** Begin **

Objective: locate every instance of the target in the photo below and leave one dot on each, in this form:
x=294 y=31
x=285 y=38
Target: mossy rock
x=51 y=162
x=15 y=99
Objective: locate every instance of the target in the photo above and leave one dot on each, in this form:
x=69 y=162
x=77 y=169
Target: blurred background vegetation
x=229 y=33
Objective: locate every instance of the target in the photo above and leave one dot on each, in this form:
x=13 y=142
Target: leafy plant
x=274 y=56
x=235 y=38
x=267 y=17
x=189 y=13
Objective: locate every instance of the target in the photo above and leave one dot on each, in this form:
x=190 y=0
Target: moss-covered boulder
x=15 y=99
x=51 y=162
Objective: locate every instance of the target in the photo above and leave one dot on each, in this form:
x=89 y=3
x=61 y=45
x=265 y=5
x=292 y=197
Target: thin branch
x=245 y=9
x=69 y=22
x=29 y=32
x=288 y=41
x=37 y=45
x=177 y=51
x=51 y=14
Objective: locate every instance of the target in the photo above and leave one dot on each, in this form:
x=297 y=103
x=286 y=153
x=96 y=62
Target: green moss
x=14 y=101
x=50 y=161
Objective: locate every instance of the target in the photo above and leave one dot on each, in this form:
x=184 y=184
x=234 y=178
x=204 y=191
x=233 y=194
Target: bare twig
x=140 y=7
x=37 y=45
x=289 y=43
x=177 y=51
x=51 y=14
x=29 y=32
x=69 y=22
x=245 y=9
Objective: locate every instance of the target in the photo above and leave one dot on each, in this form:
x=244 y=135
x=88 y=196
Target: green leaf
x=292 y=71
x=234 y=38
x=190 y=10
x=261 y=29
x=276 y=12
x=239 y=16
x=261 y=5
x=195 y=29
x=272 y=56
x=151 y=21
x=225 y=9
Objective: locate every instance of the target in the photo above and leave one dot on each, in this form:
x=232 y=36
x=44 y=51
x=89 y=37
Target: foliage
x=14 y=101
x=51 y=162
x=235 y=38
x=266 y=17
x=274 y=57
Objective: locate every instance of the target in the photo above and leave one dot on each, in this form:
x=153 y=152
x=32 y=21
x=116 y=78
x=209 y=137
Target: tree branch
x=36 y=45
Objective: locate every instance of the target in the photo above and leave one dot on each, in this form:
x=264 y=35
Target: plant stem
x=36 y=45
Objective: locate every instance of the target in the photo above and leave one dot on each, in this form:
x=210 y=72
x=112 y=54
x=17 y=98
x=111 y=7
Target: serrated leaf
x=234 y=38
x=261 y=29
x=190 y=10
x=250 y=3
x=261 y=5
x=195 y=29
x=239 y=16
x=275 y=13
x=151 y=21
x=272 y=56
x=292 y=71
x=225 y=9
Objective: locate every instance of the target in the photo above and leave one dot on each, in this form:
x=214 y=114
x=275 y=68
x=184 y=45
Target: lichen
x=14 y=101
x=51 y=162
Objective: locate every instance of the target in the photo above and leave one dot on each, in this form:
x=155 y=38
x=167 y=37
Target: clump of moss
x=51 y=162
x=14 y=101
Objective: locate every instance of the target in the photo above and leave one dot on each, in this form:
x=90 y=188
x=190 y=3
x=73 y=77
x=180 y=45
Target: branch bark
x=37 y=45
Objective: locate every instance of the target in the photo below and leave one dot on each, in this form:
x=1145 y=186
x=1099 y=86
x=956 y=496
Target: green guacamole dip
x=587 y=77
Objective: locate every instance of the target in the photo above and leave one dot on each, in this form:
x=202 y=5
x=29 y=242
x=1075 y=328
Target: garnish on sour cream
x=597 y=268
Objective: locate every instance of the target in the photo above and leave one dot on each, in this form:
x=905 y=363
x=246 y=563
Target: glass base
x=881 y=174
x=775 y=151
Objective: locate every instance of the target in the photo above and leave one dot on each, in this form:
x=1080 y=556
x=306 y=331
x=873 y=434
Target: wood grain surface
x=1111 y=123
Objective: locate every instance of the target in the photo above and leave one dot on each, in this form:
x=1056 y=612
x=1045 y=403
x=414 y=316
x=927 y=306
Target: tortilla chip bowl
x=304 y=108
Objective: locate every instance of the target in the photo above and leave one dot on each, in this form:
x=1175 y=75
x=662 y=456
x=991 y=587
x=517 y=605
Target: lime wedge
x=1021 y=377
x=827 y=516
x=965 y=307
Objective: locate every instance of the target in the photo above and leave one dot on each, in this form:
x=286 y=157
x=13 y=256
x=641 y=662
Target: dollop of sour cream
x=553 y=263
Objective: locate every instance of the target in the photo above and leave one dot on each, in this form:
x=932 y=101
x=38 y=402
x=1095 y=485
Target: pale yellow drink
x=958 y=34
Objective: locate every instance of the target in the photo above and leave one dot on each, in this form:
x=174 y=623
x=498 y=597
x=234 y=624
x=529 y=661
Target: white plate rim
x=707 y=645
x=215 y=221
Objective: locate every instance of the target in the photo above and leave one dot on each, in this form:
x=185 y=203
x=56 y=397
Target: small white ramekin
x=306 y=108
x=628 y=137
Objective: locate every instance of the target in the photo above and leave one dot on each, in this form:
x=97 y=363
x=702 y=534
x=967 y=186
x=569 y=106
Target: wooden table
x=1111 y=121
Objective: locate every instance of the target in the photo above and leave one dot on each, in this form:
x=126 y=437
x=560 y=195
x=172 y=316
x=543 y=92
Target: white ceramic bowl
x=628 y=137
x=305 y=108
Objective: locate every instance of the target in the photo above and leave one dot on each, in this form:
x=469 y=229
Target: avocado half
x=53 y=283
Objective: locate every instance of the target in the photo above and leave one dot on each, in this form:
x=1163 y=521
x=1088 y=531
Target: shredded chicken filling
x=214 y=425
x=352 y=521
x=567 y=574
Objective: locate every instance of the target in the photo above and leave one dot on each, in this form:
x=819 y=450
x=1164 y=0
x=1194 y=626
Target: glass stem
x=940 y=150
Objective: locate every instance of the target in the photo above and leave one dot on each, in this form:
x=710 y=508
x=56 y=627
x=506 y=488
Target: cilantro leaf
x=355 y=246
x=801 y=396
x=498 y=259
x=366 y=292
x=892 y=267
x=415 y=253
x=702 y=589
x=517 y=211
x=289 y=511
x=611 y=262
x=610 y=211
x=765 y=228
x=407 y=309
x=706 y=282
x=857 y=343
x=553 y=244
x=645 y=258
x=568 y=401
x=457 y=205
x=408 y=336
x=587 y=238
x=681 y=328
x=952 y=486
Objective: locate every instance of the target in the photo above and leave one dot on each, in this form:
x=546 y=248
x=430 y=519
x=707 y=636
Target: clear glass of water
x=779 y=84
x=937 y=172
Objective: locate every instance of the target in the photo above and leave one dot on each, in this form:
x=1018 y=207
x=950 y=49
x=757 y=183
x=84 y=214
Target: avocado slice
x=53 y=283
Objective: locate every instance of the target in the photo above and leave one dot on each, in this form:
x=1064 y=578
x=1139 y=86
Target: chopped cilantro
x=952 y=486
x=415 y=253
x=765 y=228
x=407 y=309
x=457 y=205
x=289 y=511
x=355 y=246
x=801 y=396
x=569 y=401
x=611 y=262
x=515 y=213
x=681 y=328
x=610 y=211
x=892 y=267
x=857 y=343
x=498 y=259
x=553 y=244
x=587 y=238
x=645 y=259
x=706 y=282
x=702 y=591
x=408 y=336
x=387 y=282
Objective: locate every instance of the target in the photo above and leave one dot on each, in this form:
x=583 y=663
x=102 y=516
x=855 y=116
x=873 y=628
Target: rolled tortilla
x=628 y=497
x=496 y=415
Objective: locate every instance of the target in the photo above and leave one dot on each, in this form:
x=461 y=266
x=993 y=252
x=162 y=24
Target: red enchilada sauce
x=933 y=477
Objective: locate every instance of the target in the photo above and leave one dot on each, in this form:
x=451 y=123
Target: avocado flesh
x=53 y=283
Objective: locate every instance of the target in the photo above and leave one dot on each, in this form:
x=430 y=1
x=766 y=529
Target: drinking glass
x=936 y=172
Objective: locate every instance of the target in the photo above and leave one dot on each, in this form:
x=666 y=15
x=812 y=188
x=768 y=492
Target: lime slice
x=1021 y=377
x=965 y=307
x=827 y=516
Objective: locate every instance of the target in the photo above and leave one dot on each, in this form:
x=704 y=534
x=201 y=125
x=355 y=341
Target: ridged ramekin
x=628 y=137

** End **

__Description of the task__: From the records above, select and copy every line that contains the word "bowl". Case counts, so match capital and lowercase letters as given.

__Answer to this exercise__:
Target: tortilla chip bowl
Target: white ceramic bowl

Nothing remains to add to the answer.